== 本文抜粋 ==

~青いそよ風が吹く街角~

映画(主にミニシアター映画)の感想文を軸にマイペースで綴っていきます。

□『だいじょうぶ3組』□ ※ネタバレ有

2013-03-07 22:39:50 | 映画【日本】


  『だいじょうぶ3組』:公式サイト

結果よりも成長

乙武洋匡が小学校教師を務めた経験を基にした同名小説を廣木隆一監督が映画化。
乙武洋匡が新任教師役で出演し俳優デビュー。
手足のない担任の赤尾先生〔乙武洋匡〕と
補助教員白石先生〔国分太一〕、5年3組の生徒達の一年を描く。

赤尾先生髪伸びるのが早いよね~。
今の小学校の生徒は1クラス30名にも満たなくて、
“児童”ではなくて“生徒”と言うのかしら?
運動場があるのにどうして屋内で運動会したんだろう?

強烈な役が多かった?渡辺真起子が
女子生徒のお母さん役(わりと落ち着いた役)を演じていたのがツボでした。^^

廣木監督はオフホワイトな映像が特色ですね。
病気を描いた作品が多いし、今回は障害者を描いているので
映画ファンの間でも好みが分かれているけど、
私は人の心の傷みを浮き彫りにしながらも寄り添うように描く救いのある廣木監督の演出好きです。

障害者本人が演じる映画と言えば典子は、今を思い出しました。
特に、食事したり字を書いたりする場面はね。
『典子は、今』は姓違うけど名は本人と同じ役だったので
他は本職の俳優・女優を揃えていてもドキュメンタリー要素が強かった。

 『典子は、今』・・・ ※ネタバレ有

一方、『だいじょうぶ3組』は実体験をもとにしている点ではドキュメンタリー要素もあるけど、
半生や一生涯を描いているわけでもない。
原作に沿って本人の姓名ではない役でフィクションの味付けをした事で重さが和らいで観やすかった。
障害を前面に据えるのではなく、先生と生徒の心の交流が主題なのだろう。

乙武さんは台詞回しが多少照れ臭そうだったものの、
その点以外は演技初めてとは思えない程、自然に表情豊か。
生徒の力になろうとする温かみのある乙武さんの演技が本当に素晴らしい。
プロの俳優でも難しい涙の演技も目にじわっと涙を浮かべてスーと涙を流していて実に上手かった。

ダウン症の姉を抱える女子生徒のエピソードは
障害者の家族にしかわからないリアルな気持ちが描かれていて共感出来ました。
(まるで、子供の頃の私自身を観ているようで涙が止まらなかったよ。)
 お姉ちゃんは普通じゃないけど、お姉ちゃんは好き。
 お姉ちゃんが世間にバカにされるのは悔しい・・・。
 学校ではお姉ちゃんの事を忘れて普通でいたいのに教室にも障害者がいる。
 しかも、それが担任の先生だと避けようがないから余計に辛くなる・・・。
 助けてほしいけど、そんな気持ち誰にも言えない・・・。
 だから、心を閉ざしてしまう・・・。
 
また、赤尾先生も自分のせいかもしれない思い悩み、生徒を救ってあげられなくて悩む・・・。

===
== データ行 ==

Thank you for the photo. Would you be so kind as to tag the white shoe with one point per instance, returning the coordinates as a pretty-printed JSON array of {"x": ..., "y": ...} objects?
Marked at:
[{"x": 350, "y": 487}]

===

▸ **取り組む課題**:
『だいじょうぶ3組』の感想文を、最後の文に続けて書き進めてもらえますか。 データ行は『だいじょうぶ3組』の感想文とは別の資料です。

▸ **この課題の解答**:
私の場合は妹が障害者だけど、もし姉や兄が障害者だったとしたら
頼りたくても頼れないわけだからもっと辛いんだろうなと思う。
ただ、この女子生徒のダウン症の姉は言葉話せるので、お互いに会話は出来るのは羨ましかった。
(もちろん、言葉を交わせるからこその辛さもあるんだろうけど・・・。)

20年以上映画を観てきて思うのは障害者本人や親の気持ちが描かれている作品は多いけど、
兄弟・姉妹の気持ちが描かれている作品は実に少ないと言う事。
だからこそ、たまにそういう作品に出逢えて、共感出来るとありがたく感謝出来る。

学校での行事が春の運動会・秋の遠足・学年最後の終業式しか描かれていないし、
学校の教師達のキャラがいかにも学園ドラマぽい類型的なキャラだし、
白石と恋人:美由紀〔榮倉奈々〕の場面はとってつけたような感じだったので
映画の作りとしては物足りない部分もあった・・・。
連続ドラマにして数々のエピソードを描いたほうが良さそうな気もする。

とは言え、赤尾先生の考え方は興味深かった。

 誰が上履きをとったのかではなく、どうしてそういう事をしてしまったのか?
 (競技は)結果ではなく成長
 これは出来ないけど、これは出来る

“普通”とは?“勝ち負け”とは?“長所と短所”とは?
大人でも容易く答えを導き出せない哲学的な事について生徒達が意見を交わす。
フランス映画『ちいさな哲学者たち』を思い出しましたよ。

 *『ちいさな哲学者たち』* ※ネタバレ有

生徒達の意見にじっくり耳を傾け、押しつけがましくなく、赤尾先生は自分の意見を語る。
たとえ結果が出なくとも一生懸命取り組んでいれば何かしら得るモノはある。
何でもパーフェクトにこなせる人間なんていないので、得手不得手はある。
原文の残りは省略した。